(Natural-language object grounding data)
********************

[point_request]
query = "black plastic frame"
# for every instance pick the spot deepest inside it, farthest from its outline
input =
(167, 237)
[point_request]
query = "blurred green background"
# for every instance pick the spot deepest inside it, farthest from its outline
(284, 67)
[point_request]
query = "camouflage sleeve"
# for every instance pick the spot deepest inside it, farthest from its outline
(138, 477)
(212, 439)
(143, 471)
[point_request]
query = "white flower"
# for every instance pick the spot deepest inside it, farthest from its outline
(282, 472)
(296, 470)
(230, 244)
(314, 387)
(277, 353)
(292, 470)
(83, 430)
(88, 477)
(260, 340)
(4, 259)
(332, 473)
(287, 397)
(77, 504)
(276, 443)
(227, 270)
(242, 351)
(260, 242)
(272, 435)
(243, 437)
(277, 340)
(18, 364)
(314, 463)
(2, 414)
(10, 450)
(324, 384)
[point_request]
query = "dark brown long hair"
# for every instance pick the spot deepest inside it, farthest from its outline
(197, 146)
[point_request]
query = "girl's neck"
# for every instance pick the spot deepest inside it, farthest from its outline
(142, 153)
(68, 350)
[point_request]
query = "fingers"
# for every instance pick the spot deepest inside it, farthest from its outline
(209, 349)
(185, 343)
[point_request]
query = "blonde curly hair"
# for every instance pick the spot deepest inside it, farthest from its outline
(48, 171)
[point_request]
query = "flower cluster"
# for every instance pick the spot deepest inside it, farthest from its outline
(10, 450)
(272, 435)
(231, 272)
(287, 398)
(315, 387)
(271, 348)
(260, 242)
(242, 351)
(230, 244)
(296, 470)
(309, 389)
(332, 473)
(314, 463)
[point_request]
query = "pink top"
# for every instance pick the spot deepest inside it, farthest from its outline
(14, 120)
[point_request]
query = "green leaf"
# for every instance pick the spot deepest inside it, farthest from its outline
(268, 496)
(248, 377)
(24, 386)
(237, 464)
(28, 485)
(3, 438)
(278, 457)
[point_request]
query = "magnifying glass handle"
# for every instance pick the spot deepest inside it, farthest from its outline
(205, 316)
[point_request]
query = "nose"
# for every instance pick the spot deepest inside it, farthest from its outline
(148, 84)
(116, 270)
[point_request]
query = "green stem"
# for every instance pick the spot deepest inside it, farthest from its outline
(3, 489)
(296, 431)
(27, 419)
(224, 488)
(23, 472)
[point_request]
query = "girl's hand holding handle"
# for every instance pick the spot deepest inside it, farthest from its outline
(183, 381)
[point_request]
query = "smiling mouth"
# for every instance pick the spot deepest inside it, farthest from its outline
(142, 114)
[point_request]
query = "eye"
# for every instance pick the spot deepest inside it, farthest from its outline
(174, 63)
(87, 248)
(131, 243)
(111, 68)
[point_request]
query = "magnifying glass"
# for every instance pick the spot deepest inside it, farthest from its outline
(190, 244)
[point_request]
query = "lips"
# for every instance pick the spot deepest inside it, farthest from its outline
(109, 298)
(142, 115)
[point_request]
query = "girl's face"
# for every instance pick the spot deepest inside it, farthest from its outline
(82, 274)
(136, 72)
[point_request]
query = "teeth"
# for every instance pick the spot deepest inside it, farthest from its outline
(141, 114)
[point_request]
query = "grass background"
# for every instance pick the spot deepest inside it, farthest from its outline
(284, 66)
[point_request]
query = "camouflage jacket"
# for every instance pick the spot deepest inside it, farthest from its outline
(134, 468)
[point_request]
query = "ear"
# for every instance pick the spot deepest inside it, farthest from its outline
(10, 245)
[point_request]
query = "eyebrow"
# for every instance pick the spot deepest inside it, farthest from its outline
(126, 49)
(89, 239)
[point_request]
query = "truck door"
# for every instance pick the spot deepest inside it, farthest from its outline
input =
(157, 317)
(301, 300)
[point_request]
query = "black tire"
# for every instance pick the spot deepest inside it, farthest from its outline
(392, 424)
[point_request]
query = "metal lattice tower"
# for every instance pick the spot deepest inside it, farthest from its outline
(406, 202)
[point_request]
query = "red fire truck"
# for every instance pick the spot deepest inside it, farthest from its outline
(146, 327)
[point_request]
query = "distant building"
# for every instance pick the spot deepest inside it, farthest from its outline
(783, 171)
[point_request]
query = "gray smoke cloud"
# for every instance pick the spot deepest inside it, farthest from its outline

********************

> **Problem description**: Nothing in the entries above should differ when you return them in full.

> **Result below**:
[point_request]
query = "black plastic frame"
# for every instance pick the spot deepest inside it, farthest from its outline
input =
(167, 237)
[point_request]
query = "blurred green background"
# for every instance pick the spot deepest inside it, farthest from its outline
(284, 67)
[point_request]
query = "camouflage sleeve"
# for every instance pick the spot deepest inside it, farthest from its outline
(138, 477)
(212, 439)
(143, 471)
[point_request]
query = "white flower"
# for every instance pick the spot deepest inside it, farthest from its outline
(282, 472)
(296, 470)
(230, 244)
(314, 387)
(277, 353)
(292, 470)
(83, 430)
(88, 477)
(260, 340)
(4, 259)
(332, 473)
(287, 397)
(77, 504)
(276, 443)
(227, 270)
(242, 351)
(260, 242)
(272, 435)
(243, 437)
(277, 340)
(18, 364)
(314, 463)
(2, 414)
(10, 450)
(324, 384)
[point_request]
query = "dark brown long hair"
# for every instance pick the spot deepest inside it, farthest from its outline
(197, 146)
[point_request]
query = "girl's neck"
# for every instance pick the spot deepest inside it, farthest from its outline
(142, 153)
(68, 350)
[point_request]
query = "fingers"
# for every instance pick the spot deepest inside it, farthest from its outline
(209, 349)
(185, 343)
[point_request]
query = "blonde curly hair"
# for every instance pick the spot deepest inside it, farthest from its outline
(48, 171)
[point_request]
query = "flower cluster"
# for every instance pick the spot deepest inside it, farthest from its outline
(10, 450)
(272, 435)
(231, 272)
(287, 398)
(315, 387)
(271, 348)
(260, 242)
(242, 351)
(230, 244)
(296, 470)
(309, 389)
(332, 473)
(314, 463)
[point_request]
query = "pink top"
# for every instance pick the spot deepest inside it, farthest from its outline
(14, 120)
[point_request]
query = "green leaf"
# for every instance pick the spot deepest inside it, farthest from its outline
(268, 496)
(248, 377)
(24, 386)
(237, 464)
(28, 485)
(3, 438)
(278, 457)
[point_request]
query = "magnifying glass handle"
# for every instance pick the spot deepest inside it, farthest from its outline
(205, 316)
[point_request]
query = "nose"
# for every instance pick the spot deepest inside it, farthest from its outline
(148, 84)
(116, 270)
[point_request]
query = "green stem"
# for every instance pick the spot deepest inside it, farthest from its outline
(3, 489)
(296, 431)
(27, 419)
(224, 488)
(23, 472)
[point_request]
query = "girl's hand holding handle"
# for every instance pick the spot deepest inside it, farthest from its outline
(183, 381)
[point_request]
query = "smiling mouth"
# for every instance pick the spot deepest inside it, farthest from its outline
(142, 114)
[point_request]
query = "eye"
# for every instance pick the spot deepest inside it, farthest from its outline
(174, 63)
(87, 248)
(131, 243)
(111, 68)
[point_request]
query = "magnifying glass"
# for every instance pick the spot deepest inside it, farthest from its outline
(190, 244)
[point_request]
query = "lips"
# for every instance pick the spot deepest inside it, farthest from its outline
(109, 298)
(142, 115)
[point_request]
query = "girl's face"
# for every instance pick the spot deepest inside it, farthest from its outline
(82, 274)
(136, 72)
[point_request]
query = "teeth"
# for every instance pick the spot deepest inside it, farthest from its outline
(141, 114)
[point_request]
query = "grass background"
# for every instance pick the spot deepest inside it, farthest from its outline
(284, 66)
[point_request]
query = "camouflage jacket"
# for every instance pick the spot deepest inside it, farthest from its outline
(134, 468)
[point_request]
query = "ear"
# for every instance pick the spot deepest inside it, farthest from its outline
(10, 245)
[point_request]
query = "eyebrow"
# for every instance pick the spot deepest inside it, farthest from its outline
(126, 49)
(89, 239)
[point_request]
query = "truck door"
# for every instance pick the spot deepest inside it, farthest from its outline
input =
(157, 317)
(301, 300)
[point_request]
query = "black tire"
# for every instance pick the spot deepest inside it, farthest from its outline
(392, 424)
[point_request]
query = "metal lattice tower"
# for every instance pick the spot deepest inside it, farthest from its outline
(406, 202)
[point_request]
query = "red fire truck"
# for every instance pick the spot deepest inside it, farthest from its outline
(146, 327)
[point_request]
query = "distant building"
# for every instance pick the spot deepest inside it, farthest from its outline
(783, 171)
[point_request]
query = "gray smoke cloud"
# for every instance pick the spot deepest inside it, farthest from its outline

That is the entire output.